Reading text ->
[Start of Attachment]

Coronavirus: Experts peg India's cost of COVID-19 lockdown at $120B
Pegging the cost of India's COVID-19 lockdown at $120 billion (approximately Rs 9 lakh crore), or 4 percent of the GDP, analysts on Wednesday sharply cut their growth estimates and stressed on the need to announce an economic package.
The Reserve Bank of India (RBI), which is scheduled to announce its first bi-monthly policy review on April 3, is set to deliver a deep rate cuts and it should also be assumed that the fiscal deficit targets will be breached, analysts said.
Prime Minister Narendra Modi announced a three-week complete lockdown of the country to prevent the spread of the coronavirus infections in the country. The equity markets were in the red early into the trade on Wednesday, down 0.47 percent.
We estimate that the cumulative shutdown cost around $120 billion or 4 percent of the gross domestic product (GDP), British brokerage Barclays said in a note, revising down its FY21 growth forecast by 1.7 percentage points to 3.5 percent.
It specified the cost of the three-week nationwide lockdown alone to be at $90 billion, which is over and above the lockdowns announced by various states like Maharashtra earlier.

[End of Attachment]

Exercise -> Starting at the words "Coronavirus: Experts peg" and stopping after "an economic package.", can you write out that stretch of the lockdown-cost report again with "economists" substituted for "analysts"?

Data supplied ->
[Start of Attachment]

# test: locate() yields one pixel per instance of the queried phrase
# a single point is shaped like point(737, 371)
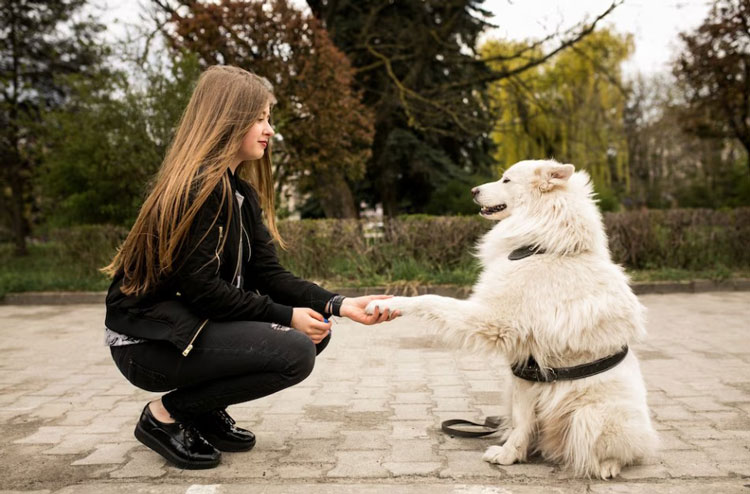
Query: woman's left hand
point(354, 309)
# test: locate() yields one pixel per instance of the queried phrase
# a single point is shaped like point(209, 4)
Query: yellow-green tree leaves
point(569, 108)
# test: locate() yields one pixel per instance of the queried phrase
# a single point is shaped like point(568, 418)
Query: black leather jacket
point(242, 281)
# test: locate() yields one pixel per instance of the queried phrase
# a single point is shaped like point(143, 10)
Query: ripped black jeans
point(231, 362)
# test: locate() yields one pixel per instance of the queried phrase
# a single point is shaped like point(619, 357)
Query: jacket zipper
point(190, 345)
point(235, 277)
point(218, 246)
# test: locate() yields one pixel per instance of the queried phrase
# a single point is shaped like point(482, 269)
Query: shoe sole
point(227, 446)
point(149, 441)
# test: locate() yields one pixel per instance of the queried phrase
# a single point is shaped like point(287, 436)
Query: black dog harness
point(530, 371)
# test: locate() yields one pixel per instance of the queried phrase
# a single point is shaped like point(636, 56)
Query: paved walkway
point(367, 420)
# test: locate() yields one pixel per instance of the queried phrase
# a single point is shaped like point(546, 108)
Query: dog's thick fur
point(568, 306)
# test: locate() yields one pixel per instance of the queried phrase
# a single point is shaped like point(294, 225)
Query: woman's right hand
point(311, 323)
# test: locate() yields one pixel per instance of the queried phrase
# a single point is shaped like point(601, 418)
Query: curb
point(457, 291)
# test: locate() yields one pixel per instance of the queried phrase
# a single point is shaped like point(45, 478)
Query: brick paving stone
point(310, 451)
point(410, 412)
point(690, 463)
point(142, 464)
point(412, 429)
point(47, 435)
point(318, 429)
point(468, 464)
point(303, 470)
point(411, 398)
point(372, 410)
point(370, 405)
point(358, 464)
point(408, 468)
point(108, 453)
point(370, 440)
point(412, 450)
point(77, 443)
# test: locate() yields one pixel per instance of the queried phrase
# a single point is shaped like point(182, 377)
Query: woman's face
point(257, 138)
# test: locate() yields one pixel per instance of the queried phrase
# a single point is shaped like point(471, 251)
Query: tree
point(714, 70)
point(670, 166)
point(108, 140)
point(570, 108)
point(326, 132)
point(416, 62)
point(403, 53)
point(39, 40)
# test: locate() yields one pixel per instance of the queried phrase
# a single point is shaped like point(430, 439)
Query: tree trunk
point(335, 195)
point(18, 218)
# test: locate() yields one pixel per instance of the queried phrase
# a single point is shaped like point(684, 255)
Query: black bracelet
point(336, 302)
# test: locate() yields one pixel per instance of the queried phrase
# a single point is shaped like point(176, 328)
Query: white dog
point(549, 293)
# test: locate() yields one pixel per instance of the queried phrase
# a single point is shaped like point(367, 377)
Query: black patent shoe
point(219, 429)
point(179, 443)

[End of Attachment]

Output for this exercise ->
Coronavirus: Experts peg India's cost of COVID-19 lockdown at $120B
Pegging the cost of India's COVID-19 lockdown at $120 billion (approximately Rs 9 lakh crore), or 4 percent of the GDP, economists on Wednesday sharply cut their growth estimates and stressed on the need to announce an economic package.